Output all the records word for word. Drop the pictures.

=== Section Start ===

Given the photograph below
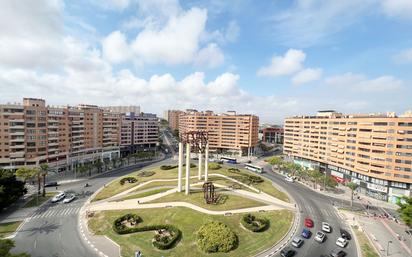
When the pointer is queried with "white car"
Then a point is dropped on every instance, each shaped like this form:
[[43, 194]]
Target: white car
[[342, 242], [320, 237], [58, 197], [289, 179], [326, 227], [69, 198]]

=== Section End ===

## [SOLUTION TO THE PROBLEM]
Given the photograph below
When the pointer is queried with "white car"
Then a point is dropped on every instance, each shaped like this form:
[[43, 194]]
Target: white car
[[342, 242], [320, 237], [58, 197], [289, 179], [326, 227], [69, 198]]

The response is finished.